(Coordinate labeling data)
--

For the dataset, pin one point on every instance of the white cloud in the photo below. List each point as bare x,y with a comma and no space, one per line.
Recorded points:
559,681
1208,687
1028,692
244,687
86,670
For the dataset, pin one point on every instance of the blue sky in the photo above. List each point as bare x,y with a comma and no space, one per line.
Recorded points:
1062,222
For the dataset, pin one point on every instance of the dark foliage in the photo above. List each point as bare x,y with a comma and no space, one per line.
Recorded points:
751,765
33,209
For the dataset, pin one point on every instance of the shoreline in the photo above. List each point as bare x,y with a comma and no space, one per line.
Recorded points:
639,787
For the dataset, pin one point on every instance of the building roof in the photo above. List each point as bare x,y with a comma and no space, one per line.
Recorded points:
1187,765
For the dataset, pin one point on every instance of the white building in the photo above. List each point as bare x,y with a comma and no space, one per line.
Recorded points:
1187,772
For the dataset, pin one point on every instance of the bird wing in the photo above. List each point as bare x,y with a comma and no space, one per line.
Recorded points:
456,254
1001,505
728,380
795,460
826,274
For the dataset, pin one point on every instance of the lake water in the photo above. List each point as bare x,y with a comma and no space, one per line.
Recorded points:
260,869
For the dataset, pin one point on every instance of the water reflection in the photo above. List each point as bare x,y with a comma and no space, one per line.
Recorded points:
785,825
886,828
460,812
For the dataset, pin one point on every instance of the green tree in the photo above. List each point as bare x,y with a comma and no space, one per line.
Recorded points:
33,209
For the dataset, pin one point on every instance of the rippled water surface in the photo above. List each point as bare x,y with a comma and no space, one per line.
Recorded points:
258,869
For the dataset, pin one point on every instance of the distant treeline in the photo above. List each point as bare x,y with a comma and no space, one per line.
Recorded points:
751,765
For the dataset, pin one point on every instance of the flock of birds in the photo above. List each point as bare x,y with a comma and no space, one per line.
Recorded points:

--

#### Task brief
Render every line of the records above as a JSON list of strings, one string per line, omitting blank lines.

#### Exercise response
[
  "For the dataset, pin one point on every instance of the white cloud in the photo below. List each point as bare x,y with a comma and no space, one per line.",
  "Recorded points:",
  "559,681",
  "1208,687",
  "1028,692",
  "244,687",
  "86,670",
  "For the dataset, pin one point on every instance of the blue sky in the photo above. List each point as bare x,y with a comma and no space, one per line.",
  "Recorded points:",
  "1062,222",
  "For the dataset, pin one point on every instance of the dark foliage in the photo above. List each point as bare x,y with a comma and no space, one per line.",
  "Recorded points:",
  "751,765",
  "33,209",
  "For the dataset, pin one point on every instance of the shoreline in the photo above. List each point as bare x,y with a comma and no space, one per line.",
  "Recorded points:",
  "639,787",
  "For the dataset, pin one point on every instance of the building roof in the photo above. List each point as bare x,y with a comma and no space, one per line.",
  "Recorded points:",
  "1187,765",
  "For the dataset, pin one point on every instance of the white building in the photo above. List each point as bare x,y with a comma and no space, one per line.",
  "Recorded points:",
  "1187,772",
  "For the dataset, pin one point on every instance of the bird wing in the photo above. List each point as bare x,y with a comma and no space, one per line.",
  "Recorded points:",
  "456,254",
  "1001,505",
  "728,380",
  "795,460",
  "826,274",
  "For the dataset, pin one point on every instance of the lake water in the photo above. List each point as bare x,y with a comma and no space, one per line.",
  "Recorded points:",
  "260,869",
  "For the dataset, pin one point on every instance of the water reflection in the photo above. List each point as bare x,y with a comma and no space, one per line.",
  "Recorded points:",
  "785,825",
  "886,828",
  "460,812",
  "For the dataset, pin one point on every instance of the green tree in the photo above. List each point as bare x,y with a comma and no space, one per line.",
  "Recorded points:",
  "33,209",
  "For the dataset, pin one point on every instance of the rippled water surface in the photo above. List each point as bare x,y with a comma and no space, one per line.",
  "Recorded points:",
  "258,869",
  "For the dataset, pin one point on every instance of the distant treeline in the photo above. List each point as bare x,y with a comma and no space, one per line.",
  "Recorded points:",
  "751,765",
  "For the dataset, pin one point on every instance of the flock of birds in the photo above. List each point as bare x,y with a comma and no space, one per line.",
  "Recorded points:"
]